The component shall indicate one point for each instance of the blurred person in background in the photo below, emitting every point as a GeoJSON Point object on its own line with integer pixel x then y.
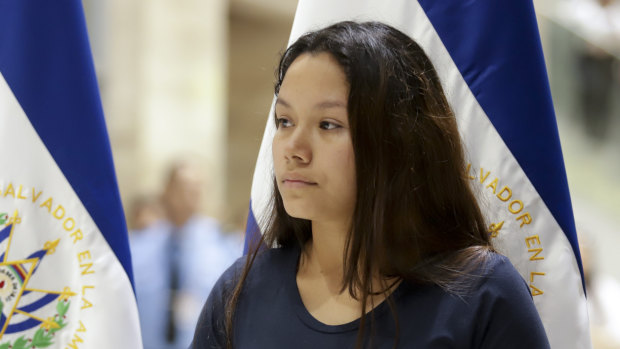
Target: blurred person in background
{"type": "Point", "coordinates": [145, 211]}
{"type": "Point", "coordinates": [599, 22]}
{"type": "Point", "coordinates": [176, 261]}
{"type": "Point", "coordinates": [603, 297]}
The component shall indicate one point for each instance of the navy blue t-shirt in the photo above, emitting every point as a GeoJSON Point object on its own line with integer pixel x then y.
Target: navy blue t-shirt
{"type": "Point", "coordinates": [498, 313]}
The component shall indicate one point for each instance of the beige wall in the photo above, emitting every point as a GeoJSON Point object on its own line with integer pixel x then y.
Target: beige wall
{"type": "Point", "coordinates": [191, 79]}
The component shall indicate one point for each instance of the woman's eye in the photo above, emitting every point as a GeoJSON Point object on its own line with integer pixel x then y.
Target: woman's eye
{"type": "Point", "coordinates": [327, 125]}
{"type": "Point", "coordinates": [283, 122]}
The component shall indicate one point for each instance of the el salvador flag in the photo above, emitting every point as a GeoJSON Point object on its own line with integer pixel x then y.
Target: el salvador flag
{"type": "Point", "coordinates": [489, 58]}
{"type": "Point", "coordinates": [65, 269]}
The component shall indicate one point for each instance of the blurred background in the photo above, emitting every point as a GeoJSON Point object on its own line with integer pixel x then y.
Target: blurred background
{"type": "Point", "coordinates": [193, 80]}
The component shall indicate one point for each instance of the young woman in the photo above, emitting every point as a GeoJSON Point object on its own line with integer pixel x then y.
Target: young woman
{"type": "Point", "coordinates": [377, 240]}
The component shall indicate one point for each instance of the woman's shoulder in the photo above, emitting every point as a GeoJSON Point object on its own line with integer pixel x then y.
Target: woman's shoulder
{"type": "Point", "coordinates": [501, 278]}
{"type": "Point", "coordinates": [269, 263]}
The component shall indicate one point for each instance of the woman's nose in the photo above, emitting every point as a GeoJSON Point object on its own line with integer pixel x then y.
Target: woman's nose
{"type": "Point", "coordinates": [298, 147]}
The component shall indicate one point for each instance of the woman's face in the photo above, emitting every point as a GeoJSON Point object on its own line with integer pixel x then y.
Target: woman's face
{"type": "Point", "coordinates": [312, 151]}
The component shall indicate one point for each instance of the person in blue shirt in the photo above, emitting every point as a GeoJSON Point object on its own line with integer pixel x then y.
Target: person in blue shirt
{"type": "Point", "coordinates": [176, 262]}
{"type": "Point", "coordinates": [376, 239]}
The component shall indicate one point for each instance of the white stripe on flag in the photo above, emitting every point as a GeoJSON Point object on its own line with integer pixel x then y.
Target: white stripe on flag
{"type": "Point", "coordinates": [104, 302]}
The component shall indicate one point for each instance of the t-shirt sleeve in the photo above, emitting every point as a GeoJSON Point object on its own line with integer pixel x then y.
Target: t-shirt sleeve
{"type": "Point", "coordinates": [508, 316]}
{"type": "Point", "coordinates": [210, 330]}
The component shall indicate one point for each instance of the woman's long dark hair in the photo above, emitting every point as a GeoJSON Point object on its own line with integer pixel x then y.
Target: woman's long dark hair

Task directions: Restate the whole listing exactly as written, minus the pictures.

Exercise answer:
The component shall indicate one point for each instance of the blurred person in background in the photo below, emitting every point as a GeoJSON Point object on its own line with integer pixel x then y.
Target: blurred person in background
{"type": "Point", "coordinates": [145, 211]}
{"type": "Point", "coordinates": [599, 22]}
{"type": "Point", "coordinates": [176, 261]}
{"type": "Point", "coordinates": [603, 297]}
The component shall indicate one point for each instance of the navy blue t-shirt in the photo above, emitting every point as a GeoJSON Point object on its own line with integer pixel x then y.
Target: navy blue t-shirt
{"type": "Point", "coordinates": [498, 313]}
The component shall indicate one point for each instance of the beige wall in the photo above, emitting every point as a GeoJSON Point object on its own line with integer pixel x then y.
Target: beige wall
{"type": "Point", "coordinates": [191, 79]}
The component shall indicate one point for each instance of the woman's eye in the photo above, emitting every point as a GeoJSON Point object on its own line with integer pixel x then y.
Target: woman's eye
{"type": "Point", "coordinates": [327, 125]}
{"type": "Point", "coordinates": [283, 122]}
The component shall indicate one point for each instance of the el salvador flag in the photo above, emitting every point as a GeoJSON Point object on its own line with integer pixel x then y.
Target: el salvador flag
{"type": "Point", "coordinates": [489, 58]}
{"type": "Point", "coordinates": [65, 269]}
The component shall indicate one point for each instance of the blurred background in the photo above, emitting every point as a GeoJSON Point object on its own line with integer pixel x then y.
Target: blurred background
{"type": "Point", "coordinates": [193, 80]}
The component shall indicate one point for each instance of the young woman in the photo above, emitting every point as a GeoJSON Point object on its own line with integer pixel x then y.
Target: young woman
{"type": "Point", "coordinates": [377, 240]}
The component shall indicate one point for each instance of the woman's shoulder in the photo above, emitting every point as a GeoJSON Point object on its own line with integer pixel x then y.
Target: woman's shoulder
{"type": "Point", "coordinates": [501, 278]}
{"type": "Point", "coordinates": [269, 263]}
The component shall indicate one point for each instance of the woman's nose in the photo above, emitting every point as a GeoJSON Point object on its own line with integer pixel x then y.
Target: woman's nose
{"type": "Point", "coordinates": [298, 147]}
The component shall indicate one point for each instance of the woman's face in the photo above, emitting every point as a GeoJSON Point object on its own line with integer pixel x then y.
Target: woman's face
{"type": "Point", "coordinates": [312, 151]}
The component shall indicate one point for each instance of the person in blue shirt in the photo above, emitting every point as a GeoJSON Point object on its own line with integer pixel x then y.
Target: person in blue shirt
{"type": "Point", "coordinates": [176, 262]}
{"type": "Point", "coordinates": [376, 239]}
The component shall indicate one point for each instance of the white stripe on flag in the photo above, emitting every point as a GeoJSON Point object on its own line with integer pixel x then y.
Target: white stripe on flag
{"type": "Point", "coordinates": [104, 302]}
The component shall indicate one point for each instance of the t-shirt sleeve in the photo above, emitting every point as a GeoJSON Point object on its own line with integer pixel x then y.
Target: t-shirt sleeve
{"type": "Point", "coordinates": [508, 316]}
{"type": "Point", "coordinates": [210, 330]}
The component shall indicate one point for each instance of the woman's long dark hair in the photo above, emitting every point as a GeoJSON Point object on its own line with integer pixel x then y.
Target: woman's long dark hair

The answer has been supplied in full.